--- Data provided ---
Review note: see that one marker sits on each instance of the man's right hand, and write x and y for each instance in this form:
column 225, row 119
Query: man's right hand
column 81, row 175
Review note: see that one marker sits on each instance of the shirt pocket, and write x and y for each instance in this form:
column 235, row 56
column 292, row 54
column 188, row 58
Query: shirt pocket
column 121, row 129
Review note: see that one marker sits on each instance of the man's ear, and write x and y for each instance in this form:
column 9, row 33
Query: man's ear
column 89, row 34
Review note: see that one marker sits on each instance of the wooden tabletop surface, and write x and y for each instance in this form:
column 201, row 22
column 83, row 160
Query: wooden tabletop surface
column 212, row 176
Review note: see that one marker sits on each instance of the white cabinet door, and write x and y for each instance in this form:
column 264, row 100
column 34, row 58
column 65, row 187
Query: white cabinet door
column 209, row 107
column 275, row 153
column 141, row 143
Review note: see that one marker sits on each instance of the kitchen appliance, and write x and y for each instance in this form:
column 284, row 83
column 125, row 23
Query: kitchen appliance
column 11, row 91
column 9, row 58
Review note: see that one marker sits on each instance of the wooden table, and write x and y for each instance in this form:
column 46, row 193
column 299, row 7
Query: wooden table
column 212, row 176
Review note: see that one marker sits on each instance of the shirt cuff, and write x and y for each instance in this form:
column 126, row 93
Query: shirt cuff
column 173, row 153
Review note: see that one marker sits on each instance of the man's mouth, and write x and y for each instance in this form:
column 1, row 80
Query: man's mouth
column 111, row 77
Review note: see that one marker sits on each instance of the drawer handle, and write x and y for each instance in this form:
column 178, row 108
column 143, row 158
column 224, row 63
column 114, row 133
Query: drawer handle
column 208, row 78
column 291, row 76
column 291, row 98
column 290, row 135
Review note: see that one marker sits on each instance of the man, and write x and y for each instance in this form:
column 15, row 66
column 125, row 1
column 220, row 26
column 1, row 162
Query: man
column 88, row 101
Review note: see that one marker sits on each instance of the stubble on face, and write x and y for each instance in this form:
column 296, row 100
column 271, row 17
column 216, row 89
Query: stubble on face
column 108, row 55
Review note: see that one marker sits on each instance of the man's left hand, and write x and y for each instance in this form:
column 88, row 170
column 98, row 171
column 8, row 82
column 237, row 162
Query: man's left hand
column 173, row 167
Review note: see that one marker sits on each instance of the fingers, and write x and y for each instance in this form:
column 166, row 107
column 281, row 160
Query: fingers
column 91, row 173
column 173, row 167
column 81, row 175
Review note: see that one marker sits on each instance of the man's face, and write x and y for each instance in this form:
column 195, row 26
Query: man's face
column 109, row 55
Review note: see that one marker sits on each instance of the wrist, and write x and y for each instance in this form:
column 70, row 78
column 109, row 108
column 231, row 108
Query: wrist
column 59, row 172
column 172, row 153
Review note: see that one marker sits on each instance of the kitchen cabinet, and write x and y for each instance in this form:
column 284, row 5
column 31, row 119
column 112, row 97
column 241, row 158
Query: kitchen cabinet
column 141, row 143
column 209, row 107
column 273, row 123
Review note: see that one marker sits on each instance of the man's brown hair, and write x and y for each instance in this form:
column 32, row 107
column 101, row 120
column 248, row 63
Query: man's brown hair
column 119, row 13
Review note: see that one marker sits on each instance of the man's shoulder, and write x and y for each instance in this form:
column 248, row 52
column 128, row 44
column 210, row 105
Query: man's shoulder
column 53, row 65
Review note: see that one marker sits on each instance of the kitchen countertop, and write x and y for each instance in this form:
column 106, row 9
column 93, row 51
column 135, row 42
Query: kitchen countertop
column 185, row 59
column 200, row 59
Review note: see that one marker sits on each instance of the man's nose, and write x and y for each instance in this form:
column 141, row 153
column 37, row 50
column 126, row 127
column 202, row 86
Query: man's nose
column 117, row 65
---
- _Given problem_
Transcribe the listing above word for word.

- _Correct result_
Review note: see that one marker sits on each instance of the man's right hand, and write x and y for each instance in this form:
column 225, row 119
Query: man's right hand
column 81, row 175
Review note: see that one marker sits on each instance of the shirt pocket, and write x and y for each instance in this form:
column 235, row 56
column 292, row 54
column 188, row 58
Query: shirt pocket
column 121, row 129
Review note: see that one marker sits on each instance of the man's ear, and write x and y for each instance in this form:
column 9, row 33
Query: man's ear
column 89, row 34
Review note: see that one marker sits on each instance of the wooden tabletop surface, and write x and y for each instance in this form:
column 201, row 22
column 83, row 160
Query: wooden tabletop surface
column 212, row 176
Review note: see that one marker sits on each instance of the white cabinet door, and write x and y for each instance in this form:
column 264, row 100
column 34, row 58
column 65, row 187
Query: white cabinet door
column 209, row 107
column 275, row 153
column 141, row 143
Review note: see that one marker sits on each instance of the kitchen appliance, and write x and y for each instance in this form:
column 284, row 83
column 125, row 23
Query: kitchen appliance
column 11, row 91
column 9, row 58
Review note: see that one marker sits on each instance of the wooden table, and write x and y for each instance in this form:
column 46, row 193
column 299, row 7
Query: wooden table
column 212, row 176
Review note: see that one marker sits on each instance of the shirt cuff, and write x and y for each instance in this form:
column 126, row 93
Query: shirt cuff
column 173, row 153
Review note: see that one marker sits on each instance of the man's mouth, and write x and y for each instance in this form:
column 1, row 80
Query: man's mouth
column 111, row 77
Review note: see that one marker sits on each instance of the drawer handle, and write x and y for each instance in this form:
column 178, row 108
column 143, row 158
column 224, row 63
column 114, row 133
Query: drawer handle
column 208, row 78
column 291, row 76
column 291, row 98
column 290, row 135
Review note: see that one marker sits on each instance of the man, and write x and y for each instance in this form:
column 15, row 66
column 125, row 1
column 220, row 26
column 1, row 162
Query: man
column 88, row 101
Review note: see that one marker sits on each instance of the stubble on face, and write x and y for each instance in this form:
column 296, row 100
column 271, row 17
column 216, row 89
Query: stubble on face
column 108, row 55
Review note: see that one marker sits on each instance of the man's left hand, and write x and y for each instance in this form:
column 88, row 170
column 98, row 171
column 8, row 82
column 237, row 162
Query: man's left hand
column 173, row 167
Review note: see that one marker sits on each instance of the fingers, and write x and y for each instance in this form:
column 166, row 107
column 281, row 160
Query: fingers
column 91, row 173
column 173, row 167
column 81, row 175
Review note: see that one marker sits on each instance of the man's face, and write x and y for each instance in this form:
column 195, row 26
Query: man's face
column 109, row 55
Review note: see that one marker sits on each instance of the wrist, and write x and y for each instance in this form:
column 70, row 78
column 109, row 108
column 231, row 108
Query: wrist
column 59, row 172
column 172, row 153
Review note: see that one marker sits on each instance of the kitchen cabinet, and write x and y for each instance in this form:
column 284, row 5
column 31, row 119
column 112, row 97
column 241, row 158
Query: kitchen cabinet
column 141, row 143
column 209, row 107
column 273, row 123
Review note: see that one marker sits on each instance of the man's brown hair, and write x and y for each instance in this form:
column 32, row 107
column 101, row 120
column 248, row 63
Query: man's brown hair
column 119, row 13
Review note: see that one marker sits on each instance of the man's shoulder, and write x and y for each instance in this form:
column 248, row 52
column 128, row 44
column 210, row 105
Query: man's shoulder
column 53, row 65
Review note: see that one marker sits on each instance of the kitchen countertop, and write x and y for each instance in this form:
column 106, row 9
column 93, row 51
column 135, row 42
Query: kitchen countertop
column 185, row 59
column 200, row 59
Review note: see that one marker sits on each instance of the man's nose, and write x and y for each instance in this form:
column 141, row 153
column 37, row 50
column 126, row 127
column 202, row 86
Query: man's nose
column 117, row 65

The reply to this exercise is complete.